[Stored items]

——————

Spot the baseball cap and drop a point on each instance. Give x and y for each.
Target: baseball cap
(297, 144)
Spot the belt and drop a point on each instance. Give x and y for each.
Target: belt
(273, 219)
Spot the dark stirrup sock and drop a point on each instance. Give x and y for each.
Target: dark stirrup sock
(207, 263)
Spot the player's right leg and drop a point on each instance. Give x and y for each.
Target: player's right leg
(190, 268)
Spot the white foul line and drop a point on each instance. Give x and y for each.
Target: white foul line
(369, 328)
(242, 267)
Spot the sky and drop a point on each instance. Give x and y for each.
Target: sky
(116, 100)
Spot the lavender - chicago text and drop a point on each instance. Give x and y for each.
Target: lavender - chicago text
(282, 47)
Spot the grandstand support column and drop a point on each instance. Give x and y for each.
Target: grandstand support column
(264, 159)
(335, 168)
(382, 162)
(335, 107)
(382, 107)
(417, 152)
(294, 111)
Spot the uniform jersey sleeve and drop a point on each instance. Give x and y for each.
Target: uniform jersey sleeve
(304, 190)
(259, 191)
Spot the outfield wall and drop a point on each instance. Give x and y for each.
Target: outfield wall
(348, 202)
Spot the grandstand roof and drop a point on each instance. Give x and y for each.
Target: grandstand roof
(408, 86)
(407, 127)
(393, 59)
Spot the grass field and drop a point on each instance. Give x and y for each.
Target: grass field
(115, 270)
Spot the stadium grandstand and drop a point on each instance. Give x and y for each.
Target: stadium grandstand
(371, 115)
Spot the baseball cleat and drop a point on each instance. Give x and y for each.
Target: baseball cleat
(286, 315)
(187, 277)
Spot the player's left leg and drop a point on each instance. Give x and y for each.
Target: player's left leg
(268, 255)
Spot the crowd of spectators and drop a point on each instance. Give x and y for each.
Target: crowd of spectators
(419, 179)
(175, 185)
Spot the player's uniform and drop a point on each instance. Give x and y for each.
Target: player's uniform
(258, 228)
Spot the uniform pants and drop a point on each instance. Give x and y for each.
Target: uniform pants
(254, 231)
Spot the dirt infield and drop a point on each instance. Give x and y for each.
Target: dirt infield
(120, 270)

——————

> Given problem
Repeat exactly, and only, the lines of the records above, starting with the line that contains "Spot the player's right" and ending with the final line, both included.

> Output of the exercise
Spot the player's right leg and drop a point on each instance. Give x and y for each.
Target: player's right leg
(190, 268)
Spot the white foul line and drop a point on each instance. Give x and y for each.
Target: white foul line
(369, 328)
(242, 267)
Spot the sky and drop a point on each instance. Give x and y for each.
Target: sky
(116, 100)
Spot the lavender - chicago text and drop a point on each instance. Give x and y for each.
Target: lavender - chicago text
(282, 47)
Spot the grandstand support column and drop a point on each instance. Give x and y for each.
Target: grandstand support column
(264, 159)
(335, 168)
(382, 162)
(335, 107)
(382, 107)
(417, 152)
(294, 111)
Spot the uniform jersey sleeve and drop a point on each instance. Give x and y for each.
Target: uniform jersey sleeve
(304, 190)
(259, 191)
Spot the outfield wall and drop a point on each instance. Give x and y for each.
Target: outfield wall
(348, 202)
Spot the grandstand roof and drop a point on each instance. Give x and y for each.
Target: grandstand roof
(408, 86)
(407, 127)
(393, 59)
Spot the grass field and drop a point on each instance. Give x and y for each.
Target: grass field
(115, 270)
Spot the stadium grandstand and drop a point on each instance. Give x and y for each.
Target: stadium grandstand
(371, 115)
Spot the baseball cleat and drop a point on each instance. Give x and y for each.
Target: baseball cleat
(286, 315)
(187, 277)
Spot the player's left leg and drop a point on each instance. Give x and y for each.
Target: player's left leg
(268, 255)
Spot the crowd of spectators and drop a point on each instance. Give x and y for each.
Target: crowd of spectators
(419, 179)
(175, 185)
Spot the player's uniform and drop a point on each instance. Give x and y for each.
Target: player's uniform
(258, 228)
Spot the uniform pants and drop a point on each instance. Give x and y for each.
Target: uniform pants
(254, 231)
Spot the dirt infield and drop a point on each instance. Give x and y for each.
Target: dirt infield
(120, 270)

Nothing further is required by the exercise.